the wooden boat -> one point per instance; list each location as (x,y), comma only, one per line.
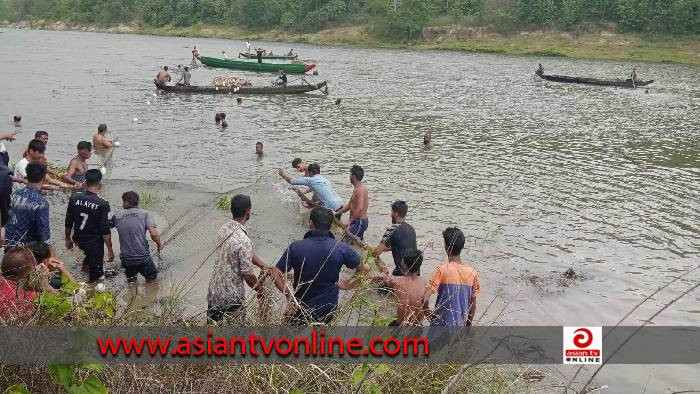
(289,89)
(625,83)
(255,66)
(271,57)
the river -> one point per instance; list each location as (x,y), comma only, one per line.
(541,177)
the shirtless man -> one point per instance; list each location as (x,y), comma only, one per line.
(163,76)
(299,165)
(51,181)
(99,140)
(78,165)
(428,141)
(409,290)
(358,222)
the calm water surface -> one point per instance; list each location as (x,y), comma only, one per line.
(541,177)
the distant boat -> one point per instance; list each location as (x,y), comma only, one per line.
(289,89)
(255,66)
(272,57)
(624,83)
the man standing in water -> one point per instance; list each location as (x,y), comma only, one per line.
(36,151)
(320,186)
(163,76)
(427,141)
(398,238)
(86,220)
(234,264)
(316,262)
(29,213)
(78,167)
(132,224)
(359,201)
(456,284)
(99,140)
(300,166)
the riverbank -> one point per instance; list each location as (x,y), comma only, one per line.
(602,45)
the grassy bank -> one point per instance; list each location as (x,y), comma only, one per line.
(105,309)
(596,45)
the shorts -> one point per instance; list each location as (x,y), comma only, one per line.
(358,227)
(94,258)
(217,315)
(146,268)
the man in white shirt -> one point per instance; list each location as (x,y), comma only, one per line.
(36,151)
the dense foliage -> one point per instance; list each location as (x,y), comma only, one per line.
(402,19)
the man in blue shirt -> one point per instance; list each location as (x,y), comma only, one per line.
(320,186)
(29,215)
(316,262)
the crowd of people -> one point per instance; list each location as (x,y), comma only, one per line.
(26,231)
(317,260)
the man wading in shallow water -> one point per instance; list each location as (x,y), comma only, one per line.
(132,224)
(398,238)
(359,201)
(78,167)
(316,262)
(234,265)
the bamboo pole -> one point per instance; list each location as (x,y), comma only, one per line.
(357,241)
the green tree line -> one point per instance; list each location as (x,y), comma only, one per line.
(401,19)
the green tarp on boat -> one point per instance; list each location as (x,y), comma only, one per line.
(255,66)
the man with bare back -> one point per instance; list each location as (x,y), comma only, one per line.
(359,201)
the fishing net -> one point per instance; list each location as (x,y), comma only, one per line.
(188,219)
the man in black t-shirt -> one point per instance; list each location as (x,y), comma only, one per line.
(86,218)
(398,238)
(5,193)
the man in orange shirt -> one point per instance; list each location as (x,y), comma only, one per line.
(455,283)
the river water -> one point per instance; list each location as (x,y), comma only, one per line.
(541,177)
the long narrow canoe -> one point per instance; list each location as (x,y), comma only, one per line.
(272,57)
(625,83)
(289,89)
(255,66)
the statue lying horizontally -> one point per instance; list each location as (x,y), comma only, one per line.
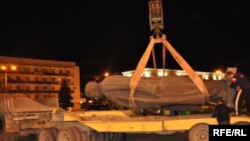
(154,91)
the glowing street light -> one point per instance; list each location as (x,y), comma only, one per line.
(5,69)
(106,74)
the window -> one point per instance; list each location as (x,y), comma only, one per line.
(18,78)
(27,79)
(44,79)
(53,79)
(36,70)
(18,87)
(60,71)
(45,88)
(52,71)
(68,71)
(36,88)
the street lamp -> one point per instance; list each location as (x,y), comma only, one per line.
(5,69)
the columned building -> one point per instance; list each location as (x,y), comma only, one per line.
(38,79)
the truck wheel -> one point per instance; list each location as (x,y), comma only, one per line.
(65,135)
(45,135)
(85,136)
(198,132)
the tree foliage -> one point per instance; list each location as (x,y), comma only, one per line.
(65,96)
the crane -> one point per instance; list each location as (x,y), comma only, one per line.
(156,25)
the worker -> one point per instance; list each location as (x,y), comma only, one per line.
(222,113)
(242,85)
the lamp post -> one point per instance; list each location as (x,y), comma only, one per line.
(5,69)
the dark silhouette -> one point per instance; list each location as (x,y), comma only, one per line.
(65,96)
(222,113)
(242,85)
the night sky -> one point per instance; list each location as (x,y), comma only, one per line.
(112,35)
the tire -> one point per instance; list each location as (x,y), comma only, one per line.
(76,132)
(45,135)
(199,132)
++++++
- **AIM**:
Reproduce all of the records above word for word, leaving out the pictures.

- **THE COMPLETED TASK**:
the wooden boat -> one point per instance; list each location as (x,y), comma only, one per line.
(289,89)
(625,83)
(255,66)
(271,57)
the river -> one point per instance; list each location as (x,y), comma only, one per line.
(541,177)
the shirtless man -> one point per instance; list each location as (x,y), comma only, one per line.
(163,76)
(299,165)
(51,181)
(99,140)
(78,165)
(428,141)
(409,290)
(358,222)
the calm water surface -> one point per instance; list each location as (x,y), comma only, one per line.
(541,177)
the distant boat -> one point per instance; list each location as (x,y), comma only, one per line.
(289,89)
(255,66)
(272,57)
(624,83)
the man standing in water -> one point per instance; list each location as (x,y), comma only, one per line.
(36,151)
(320,186)
(163,76)
(427,141)
(398,238)
(86,220)
(234,264)
(316,262)
(29,213)
(78,167)
(132,224)
(359,201)
(456,284)
(99,140)
(300,166)
the riverbank -> one point per instance; list each location as (x,y), comma only, one per line.
(602,45)
the grassy bank -> one point per instance; list each location as (x,y), comma only, one per line.
(105,309)
(596,45)
the shorts -> one point per instance; list each location as (x,y), comma only, one per line.
(358,227)
(94,258)
(217,315)
(146,268)
the man in white shirt -> one point per instance; list each location as (x,y), comma only, one per line.
(36,151)
the dense foliage -> one point per instance; list each location as (x,y), comma only, one per line.
(402,19)
the man in blue shirt -> one point per instance; list each location as (x,y), comma only, one per line.
(320,186)
(29,215)
(316,262)
the crowd of people -> one point per instance; list each location as (x,y), comma only, one per line.
(26,231)
(317,260)
the man wading in shallow water -> one point per instance; list each location as (x,y), comma only, one per line.
(132,224)
(398,238)
(359,201)
(78,167)
(316,262)
(234,265)
the bamboo pole -> one point per instance; list each location as (x,y), comma only, one per line.
(357,241)
the green tree line -> one point per instance; list each location as (x,y), comma only, one per line.
(401,19)
the green tarp on boat -> one point per instance; list each location as (x,y), comma only, one per line.
(255,66)
the man with bare back -> one point per instance; list each location as (x,y), comma only, one per line.
(359,201)
the fishing net -> one point per instance; list each location as (x,y), comma only, one per line.
(188,219)
the man in black t-shirt -> one point per instance; list each location as (x,y), comma only, one per line.
(86,218)
(398,238)
(5,193)
the man in orange shirt -> one point per instance; list each location as (x,y), comma only, one per line.
(455,283)
the river water -> one point per instance; list each location as (x,y), comma only, one per line.
(541,177)
the long narrow canoe -> one point per instance; list each location as (x,y), comma only, one per line.
(272,57)
(625,83)
(289,89)
(255,66)
the statue lying horizontally -> one point per instance; list each location as (x,y), comma only, one per line.
(154,91)
the glowing street light -> one point per instance; list each location as (x,y), comma only, one per line.
(5,69)
(106,74)
the window -> one point per instance; list each location as (x,y), comma only, one per line.
(18,78)
(27,79)
(44,79)
(53,79)
(36,70)
(18,87)
(60,71)
(45,88)
(52,71)
(68,71)
(36,88)
the street lamp -> one point per instance; list each location as (x,y), comma only, one per line.
(5,69)
the columned building -> one point per instance; list each location as (x,y), comma only, one per line.
(38,79)
the truck wheel -> one point per instance; list each location as (x,y), comma only, one per line.
(65,135)
(45,135)
(85,136)
(198,132)
the tree foliage -> one point per instance; list each location as (x,y), comma only, one per line.
(65,96)
the crane -> one point per instance; list each location as (x,y), comma only, one per line.
(156,25)
the worker -> one point per instance; list each location as (x,y), comma only, one per line.
(222,113)
(242,85)
the lamp post -> one point per instance; list each location as (x,y), comma only, one per line.
(5,69)
the dark silhouette -> one point per instance; list each location as (x,y), comma only, one per line.
(65,96)
(222,113)
(242,85)
the night sky -> one point per instance; list each location as (x,y), comma only, one per line.
(112,35)
the tire -> one point per instance; list each location as (x,y), comma only, one per line.
(76,132)
(45,135)
(199,132)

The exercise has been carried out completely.